» COMPLETE THE FOLLOWING
a. In the EUR/USD market report, what April reading is given for the Philly Fed Manufacturing Index?
b. Continue the EUR/USD market report from the point where it stops.

» PASSAGE PROVIDED
-------

Following the earlier spike to fresh 2-week highs in the 1.0935/40 band, EUR/USD comes under some mild downside pressure and now returns to the area below 1.0900 on Thursday.
EUR/USD keeps the bid bias unchanged so far this week and maintains the rebound from Monday’s sub-1.0800 levels well in place amidst the persistent corrective downside in the greenback.
Further rebound in the pair comes amidst the equally positive performance in US and German yields, which manage well to regain upside traction and reverse Wednesday’s pullback.
Earlier in the euro docked, inflation figures in the broader Euroland came a tad below the flash prints for the month of March, while the European Commission’s flash Consumer Confidence is due later in the day.
In the US calendar, Initial Claims rose by 184K in the week to April 16 and the Philly Fed Manufacturing Index deflated to 17.6 in April (from 27.4). Later in the NA session, Chief Powell will speak on The Global Economy at an IMF event.
EUR/USD regains some composure and trespasses 1.0900 to clinch fresh multi-day tops. The duration and extension of the ongoing bounce, however, remains to be seen, as the outlook for the pair still remains tilted towards the bearish side, always in response to dollar dynamics, geopolitical concerns and the Fed-ECB divergence. As usual, occasional pockets of strength in the single currency should appear reinforced by speculation the ECB could raise rates before the end of the year, while higher German yields, elevated inflation, the decent pace of the economic recovery and auspicious results from key fundamentals in the region are also supportive of a rebound in the euro.

-------

(Stored items)
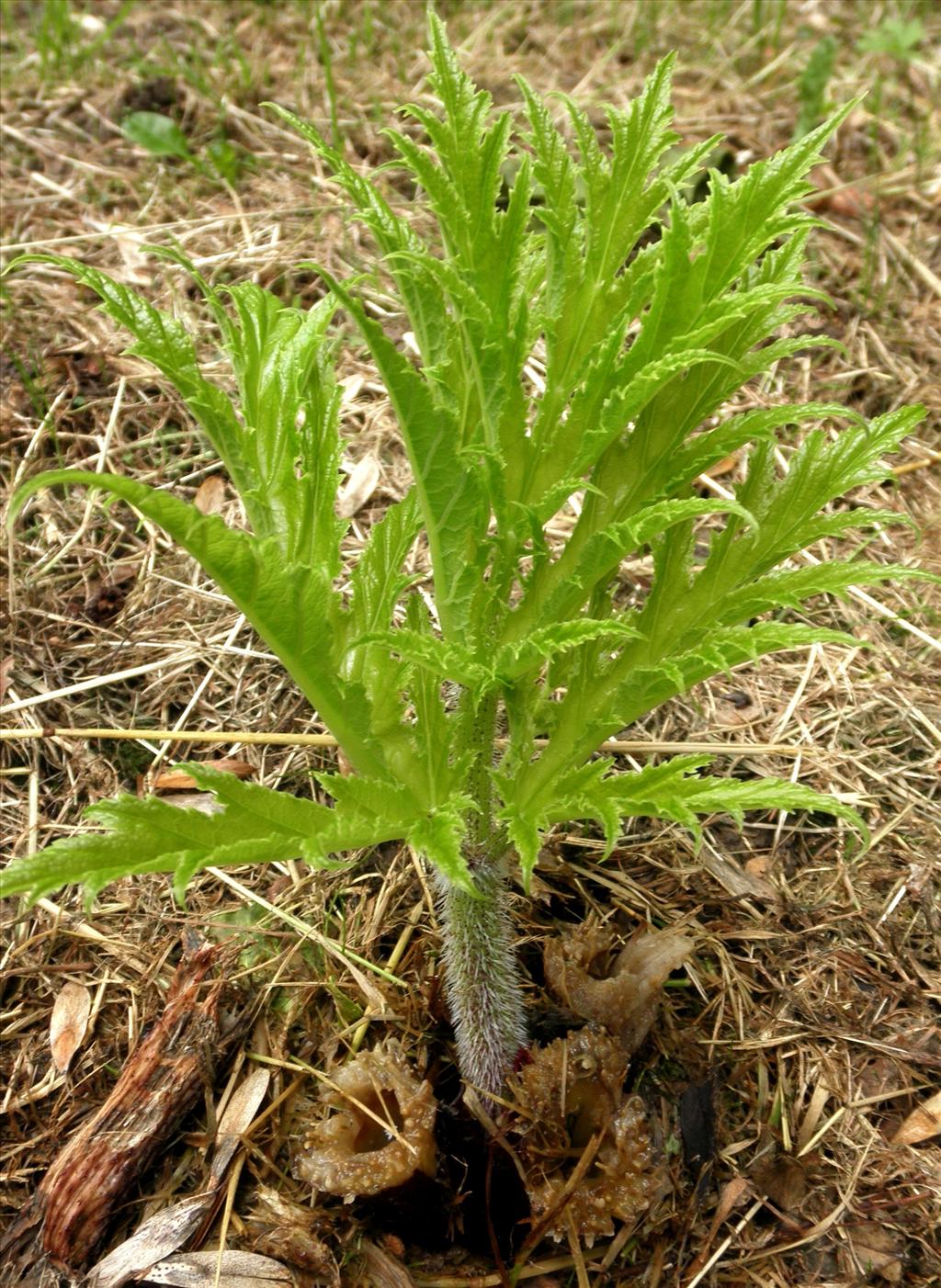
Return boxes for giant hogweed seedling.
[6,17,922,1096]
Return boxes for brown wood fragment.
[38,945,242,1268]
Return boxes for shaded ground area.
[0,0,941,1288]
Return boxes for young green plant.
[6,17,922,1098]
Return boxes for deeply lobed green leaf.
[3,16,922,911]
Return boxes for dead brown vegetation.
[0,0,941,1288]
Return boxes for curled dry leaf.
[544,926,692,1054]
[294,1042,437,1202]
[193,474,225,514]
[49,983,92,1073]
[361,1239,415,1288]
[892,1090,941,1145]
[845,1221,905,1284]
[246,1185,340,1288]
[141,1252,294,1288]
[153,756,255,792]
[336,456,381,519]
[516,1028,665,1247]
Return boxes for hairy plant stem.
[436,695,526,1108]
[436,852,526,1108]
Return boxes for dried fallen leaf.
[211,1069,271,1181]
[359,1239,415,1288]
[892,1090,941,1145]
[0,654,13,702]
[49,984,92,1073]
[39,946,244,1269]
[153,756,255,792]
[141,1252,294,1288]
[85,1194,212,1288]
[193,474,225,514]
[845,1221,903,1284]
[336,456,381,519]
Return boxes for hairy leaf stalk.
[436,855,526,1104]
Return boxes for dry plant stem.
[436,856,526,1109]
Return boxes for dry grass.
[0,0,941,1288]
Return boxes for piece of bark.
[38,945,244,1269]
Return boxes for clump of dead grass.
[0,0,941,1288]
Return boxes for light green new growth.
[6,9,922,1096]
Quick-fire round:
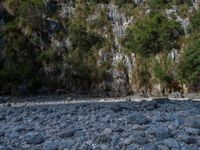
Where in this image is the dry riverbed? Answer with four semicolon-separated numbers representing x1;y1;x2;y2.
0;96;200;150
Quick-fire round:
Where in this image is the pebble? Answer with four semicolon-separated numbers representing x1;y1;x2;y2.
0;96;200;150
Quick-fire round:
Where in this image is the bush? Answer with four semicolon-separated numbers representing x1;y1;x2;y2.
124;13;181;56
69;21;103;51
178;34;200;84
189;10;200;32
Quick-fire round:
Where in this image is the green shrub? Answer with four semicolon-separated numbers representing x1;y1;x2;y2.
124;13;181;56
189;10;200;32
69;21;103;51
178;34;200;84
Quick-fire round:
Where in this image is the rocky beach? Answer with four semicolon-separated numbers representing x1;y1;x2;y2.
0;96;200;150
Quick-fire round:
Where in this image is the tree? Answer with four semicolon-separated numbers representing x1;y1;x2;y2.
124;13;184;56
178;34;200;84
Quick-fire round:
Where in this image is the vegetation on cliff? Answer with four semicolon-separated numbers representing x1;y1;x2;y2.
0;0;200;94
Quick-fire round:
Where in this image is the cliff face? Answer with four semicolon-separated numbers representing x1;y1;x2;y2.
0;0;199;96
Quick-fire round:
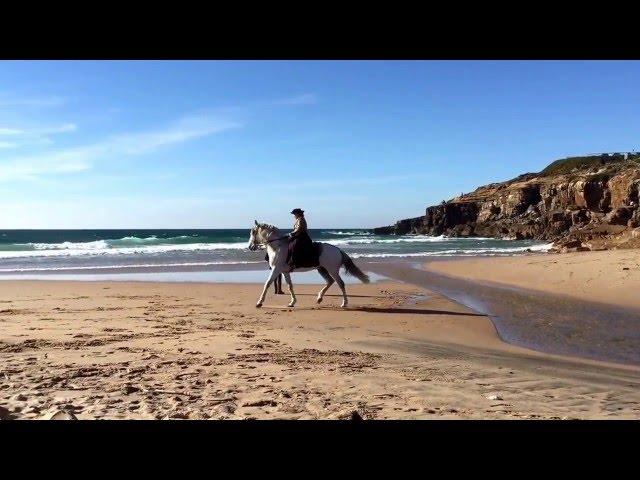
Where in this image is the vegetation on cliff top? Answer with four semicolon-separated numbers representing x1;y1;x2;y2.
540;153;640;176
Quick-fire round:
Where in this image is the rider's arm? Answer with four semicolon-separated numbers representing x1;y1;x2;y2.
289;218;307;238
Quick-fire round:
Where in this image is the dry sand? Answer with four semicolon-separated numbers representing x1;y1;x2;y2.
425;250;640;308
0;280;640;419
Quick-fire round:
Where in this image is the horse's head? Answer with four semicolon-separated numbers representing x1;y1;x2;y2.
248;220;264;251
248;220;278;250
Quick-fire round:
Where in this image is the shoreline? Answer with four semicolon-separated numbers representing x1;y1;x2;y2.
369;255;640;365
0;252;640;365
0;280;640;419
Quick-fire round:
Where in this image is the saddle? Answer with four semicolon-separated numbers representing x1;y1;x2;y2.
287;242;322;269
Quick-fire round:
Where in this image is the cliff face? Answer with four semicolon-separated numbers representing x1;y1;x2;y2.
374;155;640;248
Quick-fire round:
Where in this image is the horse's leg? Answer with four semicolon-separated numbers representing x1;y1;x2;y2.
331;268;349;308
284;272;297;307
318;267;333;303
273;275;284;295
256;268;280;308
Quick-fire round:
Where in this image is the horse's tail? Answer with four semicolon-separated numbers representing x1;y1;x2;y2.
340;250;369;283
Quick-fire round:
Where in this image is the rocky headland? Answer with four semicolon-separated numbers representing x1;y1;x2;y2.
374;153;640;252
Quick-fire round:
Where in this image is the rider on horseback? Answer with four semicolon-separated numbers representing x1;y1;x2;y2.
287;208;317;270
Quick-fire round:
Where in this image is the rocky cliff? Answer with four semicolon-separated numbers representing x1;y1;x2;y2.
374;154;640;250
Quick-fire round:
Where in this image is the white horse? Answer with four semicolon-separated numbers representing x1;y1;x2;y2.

-------

» RESPONSES FOR EACH TASK
a. The Philly Fed Manufacturing Index fell to 17.6 in April, down from 27.4.

b.
Key events in the euro area this week: Final EMU Inflation Rate, Flash EMU Consumer Confidence (Thursday) – EMU, Germany Flash Manufacturing, Services PMIs (Friday).
Eminent issues on the back boiler: Asymmetric economic recovery post-pandemic in the euro area. Speculation of ECB tightening/tapering later in the year. Second round of the presidential elections in France (April 24). Impact on the region’s economic growth prospects of the war in Ukraine.
So far, spot is up 0.40% at 1.0893 and faces the next up barrier at 1.0936 (weekly high April 21) seconded by 1.1000 (round level) and finally 1.1078 (55-day SMA). On the other hand, the break below 1.0757 (2022 low April 14) would target 1.0727 (low April 24 2020) en route to 1.0635 (2020 low March 23).